Task to complete - Read the records and gather each line that includes "left".

Extracted records -
■ ■ ■

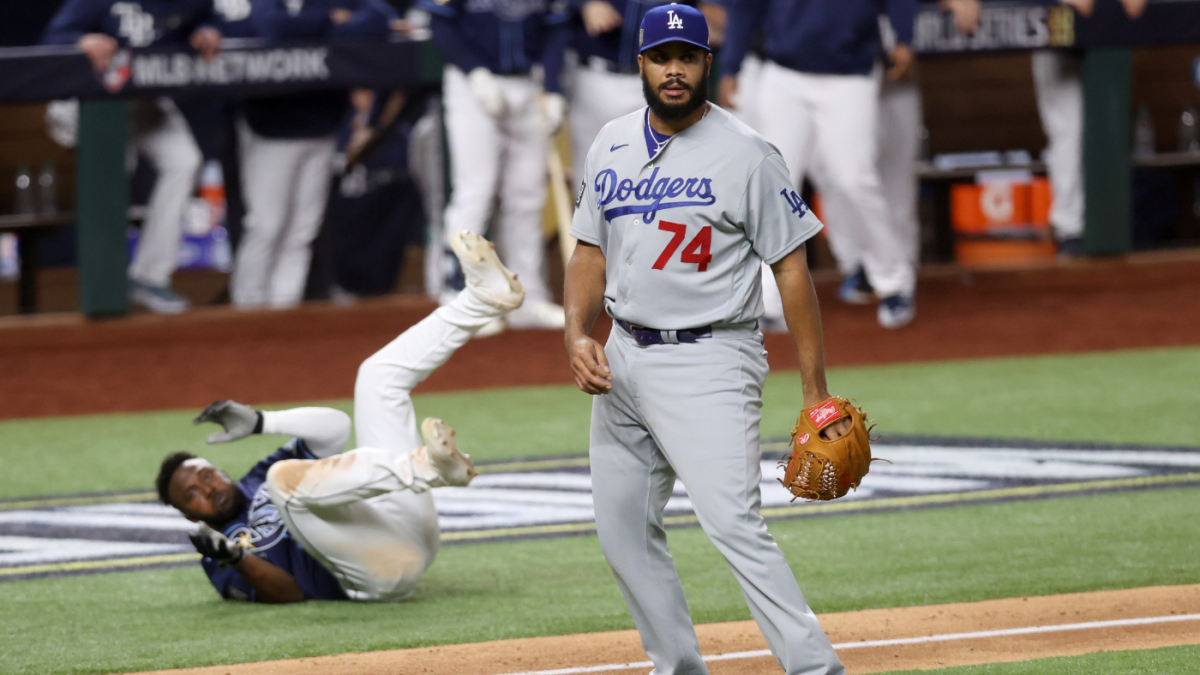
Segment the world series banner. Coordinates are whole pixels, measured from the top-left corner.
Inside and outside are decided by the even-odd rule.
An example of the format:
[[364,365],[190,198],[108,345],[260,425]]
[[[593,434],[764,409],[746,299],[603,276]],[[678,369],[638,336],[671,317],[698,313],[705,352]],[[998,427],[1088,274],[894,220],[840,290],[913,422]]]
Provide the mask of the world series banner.
[[985,1],[974,35],[960,33],[936,3],[922,2],[913,36],[913,48],[923,54],[1188,42],[1200,42],[1200,0],[1149,0],[1137,19],[1117,0],[1097,0],[1089,18],[1053,1]]
[[194,52],[122,49],[96,72],[74,47],[0,49],[0,101],[72,97],[237,97],[348,87],[394,88],[441,79],[428,41],[266,45],[227,40],[206,62]]

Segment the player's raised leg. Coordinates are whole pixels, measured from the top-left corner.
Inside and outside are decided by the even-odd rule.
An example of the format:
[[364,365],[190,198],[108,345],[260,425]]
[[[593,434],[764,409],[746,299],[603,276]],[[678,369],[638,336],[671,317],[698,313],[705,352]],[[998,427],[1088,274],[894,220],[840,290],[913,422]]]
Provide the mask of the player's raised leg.
[[358,369],[354,418],[362,446],[407,452],[420,445],[410,392],[483,326],[521,306],[516,276],[491,243],[455,232],[450,246],[462,266],[466,289],[447,305],[404,331]]
[[428,490],[475,476],[448,427],[430,419],[423,430],[427,443],[412,452],[359,448],[284,460],[267,473],[288,531],[352,600],[394,601],[412,592],[438,550]]

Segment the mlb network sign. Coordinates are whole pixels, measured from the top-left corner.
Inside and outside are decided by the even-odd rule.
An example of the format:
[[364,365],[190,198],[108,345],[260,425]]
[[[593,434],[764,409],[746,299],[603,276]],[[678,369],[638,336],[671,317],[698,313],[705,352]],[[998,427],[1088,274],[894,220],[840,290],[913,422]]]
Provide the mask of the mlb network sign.
[[323,82],[329,79],[325,47],[221,52],[212,61],[194,54],[130,54],[113,59],[104,74],[112,93],[132,83],[138,89],[198,85],[256,85]]

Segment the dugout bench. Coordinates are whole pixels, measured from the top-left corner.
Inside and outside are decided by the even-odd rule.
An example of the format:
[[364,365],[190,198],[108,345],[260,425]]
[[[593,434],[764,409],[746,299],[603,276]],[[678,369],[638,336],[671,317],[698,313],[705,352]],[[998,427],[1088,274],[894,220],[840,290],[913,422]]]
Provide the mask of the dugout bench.
[[[1116,0],[1100,0],[1090,19],[1040,0],[987,2],[980,30],[971,37],[960,35],[936,3],[922,3],[915,29],[914,47],[922,56],[1084,50],[1084,248],[1089,255],[1129,251],[1130,46],[1200,43],[1200,0],[1149,0],[1137,21]],[[386,43],[286,45],[231,39],[212,63],[186,50],[122,50],[101,74],[72,47],[0,49],[0,103],[82,100],[77,237],[79,307],[88,316],[129,310],[127,99],[402,88],[439,83],[441,76],[442,59],[428,40],[398,37]],[[25,303],[32,302],[26,295],[32,284],[23,280],[23,307],[31,306]]]
[[[77,222],[80,311],[93,317],[125,314],[128,99],[399,89],[441,79],[442,59],[433,44],[400,36],[386,42],[286,45],[228,39],[211,63],[187,50],[126,49],[104,73],[94,73],[87,58],[70,46],[0,49],[0,104],[80,99],[77,218],[5,216],[0,231],[17,232],[27,244],[37,233]],[[33,272],[34,246],[23,245],[21,256],[22,269]],[[23,274],[21,311],[32,311],[35,288],[36,273]]]

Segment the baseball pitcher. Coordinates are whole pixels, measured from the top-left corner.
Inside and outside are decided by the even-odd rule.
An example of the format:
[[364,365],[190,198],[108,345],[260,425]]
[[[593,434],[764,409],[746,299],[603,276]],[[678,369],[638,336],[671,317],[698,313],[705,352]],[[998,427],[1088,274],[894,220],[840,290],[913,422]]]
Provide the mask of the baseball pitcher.
[[340,411],[256,411],[218,401],[196,418],[224,427],[209,443],[253,433],[294,438],[236,483],[188,453],[163,461],[159,497],[200,523],[192,542],[222,597],[396,601],[433,562],[439,530],[429,490],[466,485],[475,470],[441,420],[426,419],[418,435],[410,392],[525,297],[482,237],[458,232],[451,247],[465,291],[358,369],[357,450],[342,453],[350,418]]
[[[825,384],[805,262],[805,241],[821,223],[778,151],[707,103],[711,62],[698,10],[647,12],[638,63],[648,107],[609,123],[585,163],[566,345],[576,383],[595,395],[596,528],[655,673],[707,672],[663,529],[678,478],[784,670],[840,675],[845,669],[759,514],[768,368],[755,322],[763,261],[779,282],[804,378],[793,456],[865,438],[861,419]],[[614,323],[604,346],[588,337],[601,308]],[[861,478],[833,468],[797,478],[821,463],[805,461],[786,475],[801,496],[833,498]]]

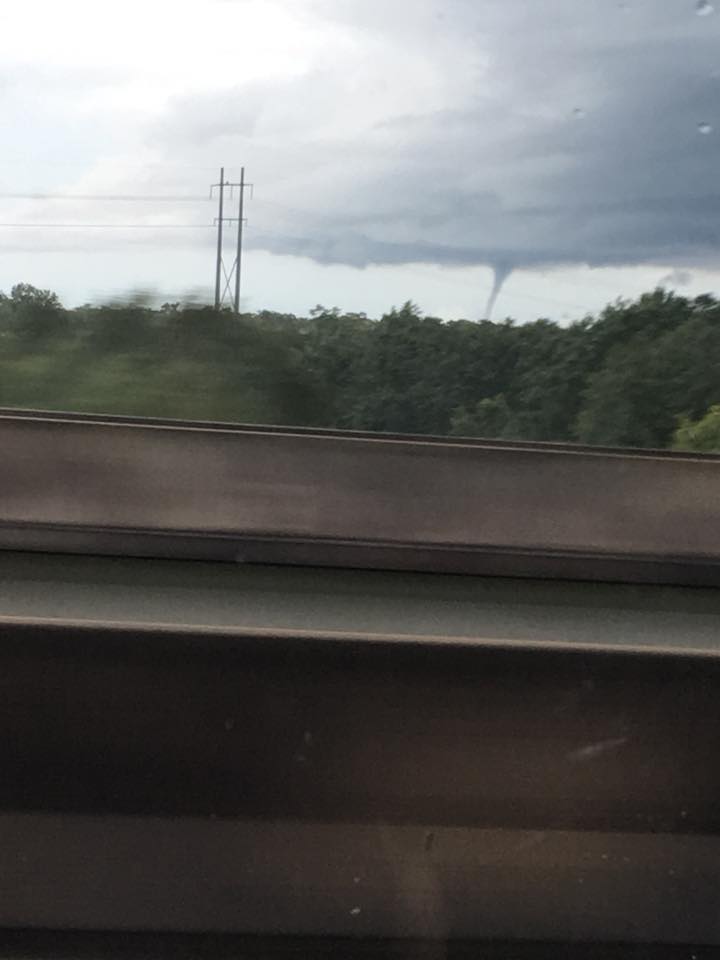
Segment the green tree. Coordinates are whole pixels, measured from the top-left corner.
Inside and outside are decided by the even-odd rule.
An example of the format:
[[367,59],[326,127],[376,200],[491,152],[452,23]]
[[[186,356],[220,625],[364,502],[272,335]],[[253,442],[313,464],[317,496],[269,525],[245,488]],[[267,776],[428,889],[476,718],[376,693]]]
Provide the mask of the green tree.
[[5,331],[21,341],[57,336],[67,329],[67,315],[52,291],[29,283],[16,284],[0,304],[0,322]]
[[706,442],[718,370],[720,303],[664,290],[567,327],[0,294],[5,405],[662,447]]
[[673,438],[673,447],[676,450],[720,453],[720,404],[710,407],[700,420],[681,417]]
[[[609,325],[597,353],[598,328]],[[665,447],[679,413],[698,417],[720,402],[720,305],[664,291],[615,305],[588,328],[599,366],[590,373],[577,420],[585,443]],[[614,341],[614,342],[613,342]]]
[[517,433],[515,415],[501,393],[479,400],[472,410],[457,407],[452,413],[450,435],[453,437],[516,439]]
[[350,423],[364,430],[446,433],[452,380],[443,375],[452,350],[447,327],[408,302],[368,330],[356,376]]

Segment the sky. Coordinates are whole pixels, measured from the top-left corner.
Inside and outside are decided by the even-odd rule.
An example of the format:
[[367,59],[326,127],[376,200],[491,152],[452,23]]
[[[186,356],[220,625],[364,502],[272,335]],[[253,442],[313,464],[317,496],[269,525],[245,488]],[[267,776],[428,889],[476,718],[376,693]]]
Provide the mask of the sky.
[[244,165],[244,309],[720,292],[709,0],[3,0],[0,104],[0,290],[210,300]]

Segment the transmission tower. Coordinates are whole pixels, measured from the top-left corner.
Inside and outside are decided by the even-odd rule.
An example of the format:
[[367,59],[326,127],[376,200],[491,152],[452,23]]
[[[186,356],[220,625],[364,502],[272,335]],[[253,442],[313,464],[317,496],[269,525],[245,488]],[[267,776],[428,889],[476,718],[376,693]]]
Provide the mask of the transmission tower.
[[[232,298],[232,306],[235,313],[240,313],[240,287],[242,283],[242,254],[243,254],[243,230],[245,227],[245,191],[249,189],[252,196],[253,185],[245,182],[245,167],[240,171],[240,180],[231,183],[225,179],[225,167],[220,168],[220,181],[210,187],[210,196],[214,191],[218,192],[218,215],[215,218],[217,224],[217,259],[215,263],[215,309],[222,310],[228,298]],[[236,217],[225,216],[225,191],[230,190],[230,199],[233,200],[235,191],[238,191],[238,211]],[[225,265],[223,256],[224,230],[226,223],[237,224],[237,244],[235,247],[235,259],[230,270]]]

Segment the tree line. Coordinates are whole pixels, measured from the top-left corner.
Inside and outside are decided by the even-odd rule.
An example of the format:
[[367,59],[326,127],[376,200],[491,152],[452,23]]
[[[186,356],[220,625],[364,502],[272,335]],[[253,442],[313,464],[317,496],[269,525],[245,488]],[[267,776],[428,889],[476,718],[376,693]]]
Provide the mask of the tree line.
[[0,293],[0,405],[720,450],[720,301],[664,289],[567,326],[237,315]]

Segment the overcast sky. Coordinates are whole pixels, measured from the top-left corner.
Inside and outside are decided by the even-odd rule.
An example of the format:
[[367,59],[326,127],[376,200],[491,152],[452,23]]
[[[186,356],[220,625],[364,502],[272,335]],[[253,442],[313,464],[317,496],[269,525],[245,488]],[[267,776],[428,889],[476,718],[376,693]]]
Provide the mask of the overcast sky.
[[707,0],[2,0],[0,103],[0,289],[209,298],[221,164],[248,309],[720,289]]

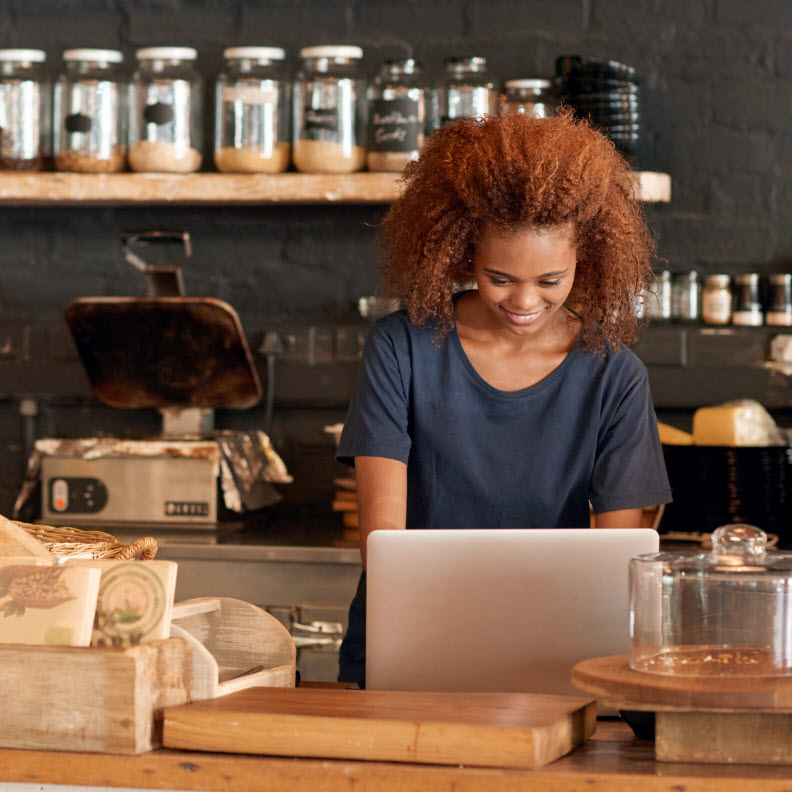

■ ■ ■

Solution for this task -
Segment the world series banner. Coordinates are whole pixels, measured from the top-left corner.
Segment the player's raised leg. Coordinates are whole pixels, measured from the top-left corner.
Segment the mlb network sign. Coordinates are whole pixels, measured from the top-left corner.
Segment the dugout bench. Coordinates are whole pixels, measured from the top-left corner.
Segment the baseball pitcher. Coordinates are whole pixels, measured from the top-left corner.
Segment the green tree. Coordinates are whole pixels, measured from the top-left corner.
Segment the sky. Coordinates are whole pixels, measured from the top-left corner.
Segment the transmission tower. Coordinates are whole pixels, measured from the top-left corner.
Segment the tree line. Coordinates are whole pixels, measured from the top-left corner.
Segment the overcast sky. Coordinates are whole pixels, measured from the top-left corner.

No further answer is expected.